***** Provided data

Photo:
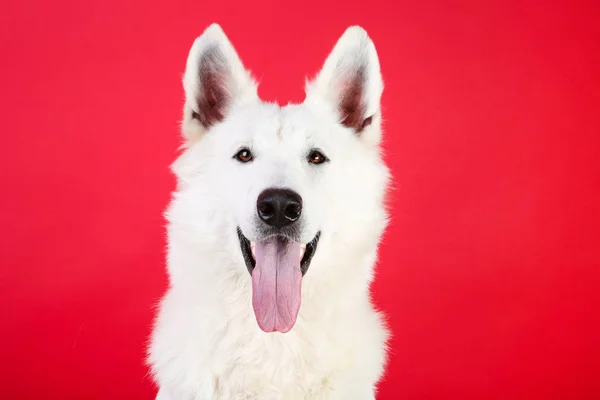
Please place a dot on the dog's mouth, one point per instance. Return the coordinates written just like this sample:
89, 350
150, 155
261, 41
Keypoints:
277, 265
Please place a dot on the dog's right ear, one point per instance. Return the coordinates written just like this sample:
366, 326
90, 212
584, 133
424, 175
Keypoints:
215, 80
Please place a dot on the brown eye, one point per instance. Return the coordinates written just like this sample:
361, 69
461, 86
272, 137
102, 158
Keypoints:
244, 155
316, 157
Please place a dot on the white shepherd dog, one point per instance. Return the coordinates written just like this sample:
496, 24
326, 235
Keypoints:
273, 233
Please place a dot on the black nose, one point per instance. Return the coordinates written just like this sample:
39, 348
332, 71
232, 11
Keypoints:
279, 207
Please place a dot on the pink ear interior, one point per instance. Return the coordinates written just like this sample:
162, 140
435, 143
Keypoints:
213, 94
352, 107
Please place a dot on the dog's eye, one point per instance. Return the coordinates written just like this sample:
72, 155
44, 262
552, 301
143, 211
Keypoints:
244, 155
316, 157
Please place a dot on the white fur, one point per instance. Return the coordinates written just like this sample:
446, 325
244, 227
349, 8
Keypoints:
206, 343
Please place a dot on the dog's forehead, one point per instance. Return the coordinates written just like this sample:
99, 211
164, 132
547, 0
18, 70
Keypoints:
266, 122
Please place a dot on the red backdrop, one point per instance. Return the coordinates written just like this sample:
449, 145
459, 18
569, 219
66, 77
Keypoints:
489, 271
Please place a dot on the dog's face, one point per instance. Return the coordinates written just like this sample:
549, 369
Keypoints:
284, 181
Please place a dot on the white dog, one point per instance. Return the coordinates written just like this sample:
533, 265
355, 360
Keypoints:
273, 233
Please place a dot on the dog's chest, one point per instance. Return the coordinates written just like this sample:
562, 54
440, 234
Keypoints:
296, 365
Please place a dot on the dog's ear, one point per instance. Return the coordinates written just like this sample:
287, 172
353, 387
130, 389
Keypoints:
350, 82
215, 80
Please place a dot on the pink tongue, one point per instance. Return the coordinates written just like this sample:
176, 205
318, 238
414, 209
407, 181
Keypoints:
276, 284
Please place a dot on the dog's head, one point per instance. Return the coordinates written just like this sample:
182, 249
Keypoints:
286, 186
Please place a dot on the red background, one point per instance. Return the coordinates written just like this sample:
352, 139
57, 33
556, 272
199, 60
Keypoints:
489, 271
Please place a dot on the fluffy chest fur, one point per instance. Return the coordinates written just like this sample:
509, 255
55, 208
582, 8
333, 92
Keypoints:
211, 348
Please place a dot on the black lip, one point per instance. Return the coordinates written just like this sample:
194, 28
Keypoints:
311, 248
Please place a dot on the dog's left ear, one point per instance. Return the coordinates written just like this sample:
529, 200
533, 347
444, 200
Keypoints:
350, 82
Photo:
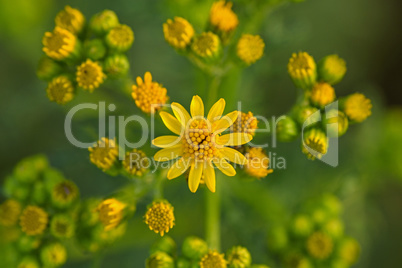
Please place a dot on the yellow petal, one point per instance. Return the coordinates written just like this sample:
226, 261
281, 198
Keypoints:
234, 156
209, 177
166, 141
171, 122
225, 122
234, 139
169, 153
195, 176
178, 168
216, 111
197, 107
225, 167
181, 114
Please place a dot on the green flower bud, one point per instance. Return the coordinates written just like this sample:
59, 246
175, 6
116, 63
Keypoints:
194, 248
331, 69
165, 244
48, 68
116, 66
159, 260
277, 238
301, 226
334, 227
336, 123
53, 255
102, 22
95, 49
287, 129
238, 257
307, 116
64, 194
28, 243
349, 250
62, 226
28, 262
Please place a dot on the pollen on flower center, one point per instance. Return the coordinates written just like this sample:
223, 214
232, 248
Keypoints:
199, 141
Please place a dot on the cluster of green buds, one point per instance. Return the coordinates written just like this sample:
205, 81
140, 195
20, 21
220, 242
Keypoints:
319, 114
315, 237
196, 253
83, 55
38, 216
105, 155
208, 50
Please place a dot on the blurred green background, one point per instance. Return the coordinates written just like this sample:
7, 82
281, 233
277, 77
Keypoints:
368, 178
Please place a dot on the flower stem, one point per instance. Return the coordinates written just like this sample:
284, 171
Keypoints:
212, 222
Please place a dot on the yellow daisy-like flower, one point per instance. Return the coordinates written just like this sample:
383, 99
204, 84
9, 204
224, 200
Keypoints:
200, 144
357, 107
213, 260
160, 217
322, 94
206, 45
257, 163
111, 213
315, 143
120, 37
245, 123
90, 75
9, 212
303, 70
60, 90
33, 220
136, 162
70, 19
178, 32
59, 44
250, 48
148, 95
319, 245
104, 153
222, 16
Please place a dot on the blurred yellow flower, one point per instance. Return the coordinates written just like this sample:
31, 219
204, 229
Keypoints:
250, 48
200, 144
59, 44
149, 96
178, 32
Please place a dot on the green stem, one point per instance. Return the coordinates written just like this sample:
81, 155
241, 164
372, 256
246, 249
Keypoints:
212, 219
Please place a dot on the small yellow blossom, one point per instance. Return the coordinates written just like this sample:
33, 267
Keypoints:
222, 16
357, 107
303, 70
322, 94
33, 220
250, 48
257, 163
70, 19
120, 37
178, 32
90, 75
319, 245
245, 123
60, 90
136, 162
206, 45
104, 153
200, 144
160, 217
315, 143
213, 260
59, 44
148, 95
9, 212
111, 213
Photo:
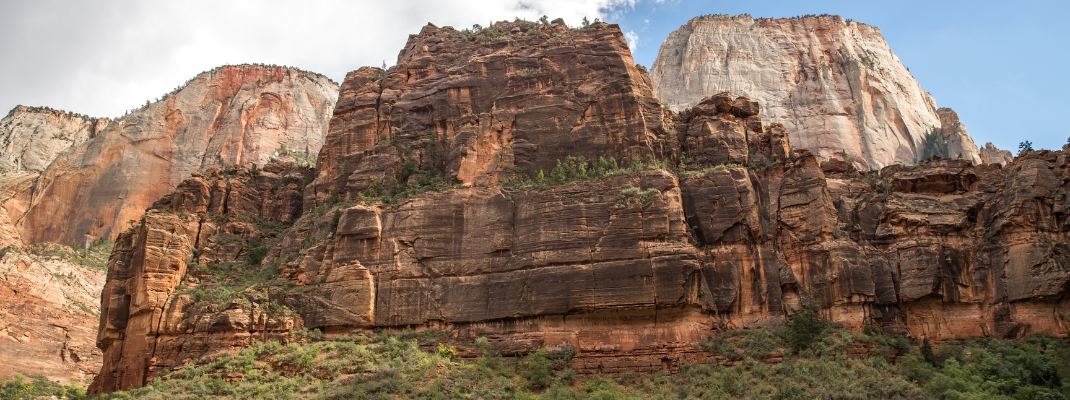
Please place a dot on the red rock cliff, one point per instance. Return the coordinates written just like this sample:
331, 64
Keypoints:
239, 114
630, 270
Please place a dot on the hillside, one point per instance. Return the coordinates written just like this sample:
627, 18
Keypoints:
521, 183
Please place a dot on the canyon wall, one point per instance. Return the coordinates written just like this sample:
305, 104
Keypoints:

**********

* What this task involves
Copy every line of the data word for word, omitting the images.

* Output for this exercise
Photo:
Please place a dot on the dog's mouth, one point per instance. Return the coordinates written just like this sample:
89, 350
150, 155
261, 41
Keypoints:
277, 265
Please place a dot on the dog's right ear, one point per instance. Return the coordinates written just like this sample:
366, 326
90, 212
584, 133
424, 175
Keypoints:
215, 80
Please place a dot on the brown eye, one point per instance. Return the coordinates written just like this sample:
361, 69
461, 86
272, 137
102, 158
Keypoints:
244, 155
316, 157
Please place a dot on the white shepherd dog, one point per instance. Return the coordinates written just like this sample:
496, 24
326, 235
Keypoints:
273, 233
Please place a dot on the black nose, one point per instance. Return the coordinates written just like this sample:
39, 348
332, 71
232, 11
Keypoints:
279, 207
Please place a dot on the pink ear interior, one point per instance. Return the coordinates written just like this sample:
162, 140
435, 143
Keypoints:
213, 94
352, 107
Please place a dot on the dog's eye, one point per instance. Return the coordinates written just like this sample:
72, 155
44, 262
552, 301
143, 211
Keypoints:
244, 155
316, 157
Please place a dot on the white fur, one point per instance. Return the coordinates written just like this sample:
446, 325
244, 227
349, 8
Keypoints:
206, 343
Please place a dot on the dog's forehead, one point per instance. Return the coordinates written just like this sample:
99, 211
164, 132
547, 0
18, 70
Keypoints:
266, 122
Please place a dot on the red backdrop, one point per instance. Return the coordinates written just like this sample:
449, 145
459, 18
569, 219
66, 77
Keypoints:
489, 271
Please place a dot on the dog's face, one point per instance. Return the coordinates written just like this sample:
549, 369
Keypoints:
284, 181
Please place a dot on the white dog, one point per instance. Return the coordinates written just like this sample:
533, 265
355, 360
Keypoints:
273, 233
Please place a dot on the dog's chest, one point per instance. Return the coordinates written just like this sample:
562, 54
440, 234
Keypoints:
296, 365
Please place a dot on the dog's ear, one point per instance. Return the coordinates written just like this sample:
287, 172
353, 387
130, 389
Keypoints:
350, 82
215, 80
Please place a dot on the pink tongue, one point per instance. Return the coordinates written just like this sample:
176, 205
318, 238
414, 209
407, 181
Keypoints:
276, 284
Please place a dot on the dog's head, one point per instance. Return the coordinates written just like this sample:
182, 249
Keypoints:
286, 186
Please place a dot on the red background, one point per instance. Return the coordinates written just like this sample:
352, 139
57, 33
556, 272
199, 60
Keypoints:
489, 271
Please place a dot on the fluffy chest fur, one point per instance. Return the coordinates written just like this sample:
509, 255
55, 208
582, 8
333, 92
Keypoints:
211, 348
Please place a dot on the black lip, one point per instance. Return the coordinates written just like this sample:
194, 28
Keypoints:
311, 248
Please place a dot on the dog's left ear, one point per instance. Return the coordinates written just like this sample:
529, 200
533, 347
444, 200
Keypoints:
350, 82
Photo:
Please place a dot on the yellow petal, one point per instance. Return the coordinates written just like this sample:
226, 261
281, 198
Keypoints:
234, 156
209, 177
166, 141
171, 122
225, 122
234, 139
169, 153
195, 176
178, 168
216, 111
197, 107
225, 167
181, 114
Please place a dot on the green flower bud, one point per instance. Return the coordinates written just like this sample:
59, 246
175, 6
116, 63
Keypoints:
194, 248
331, 69
165, 244
48, 68
116, 66
159, 260
277, 238
301, 226
334, 227
336, 123
53, 255
102, 22
95, 49
287, 129
238, 257
307, 116
64, 194
28, 243
349, 250
62, 226
28, 262
Please place a dot on the pollen on flower center, one point per instance. Return the coordinates written just like this sample:
223, 214
232, 248
Keypoints:
199, 141
Please place a dot on the cluster of green buds, one point per instance. Return the coordinates written just like this sample:
205, 81
140, 195
20, 21
220, 242
Keypoints:
319, 114
315, 237
196, 253
83, 55
38, 216
105, 155
208, 50
Please place a dot on the blurred green background, one point per instance. Return the coordinates written just like this sample:
7, 82
281, 233
277, 77
Keypoints:
368, 178
Please place a dot on the flower stem, one point per instance. Return the coordinates written just like this sample:
284, 171
Keypoints:
212, 222
Please place a dot on the yellow daisy-like flower, one point per instance. Return the coordinates written just like this sample:
383, 99
204, 84
9, 204
224, 200
Keypoints:
200, 144
357, 107
213, 260
160, 217
322, 94
206, 45
257, 163
111, 213
315, 143
120, 37
245, 123
90, 75
9, 212
303, 70
60, 90
33, 220
136, 162
70, 19
178, 32
59, 44
250, 48
148, 95
319, 245
104, 153
222, 16
Please place a dot on the blurred yellow flower, one point per instance. Return the coordinates written just like this sample:
31, 219
204, 229
Keypoints:
250, 48
200, 144
59, 44
149, 96
178, 32
Please place a dot on the green stem, one point per instance. Return the coordinates written just like this sample:
81, 155
241, 164
372, 256
246, 249
Keypoints:
212, 219
Please place a dot on the small yellow blossom, one point per instance. Return the coordinates written just like this sample:
33, 267
Keypoints:
222, 16
357, 107
303, 70
322, 94
33, 220
250, 48
257, 163
70, 19
120, 37
178, 32
90, 75
319, 245
245, 123
60, 90
136, 162
206, 45
104, 153
200, 144
160, 217
315, 143
213, 260
59, 44
148, 95
9, 212
111, 213
Photo:
Please place a dot on the red rock cliff, one point per instance. Return the coordinates written just like this sample:
331, 64
Keypoints:
239, 114
630, 270
Please place a dot on the hillside, one point per instance. Return the coordinates written just like this sample:
627, 18
Keypoints:
521, 183
Please place a dot on the canyon wall, one point per instance. Return the coordinates written just like this sample:
305, 104
Keypoints:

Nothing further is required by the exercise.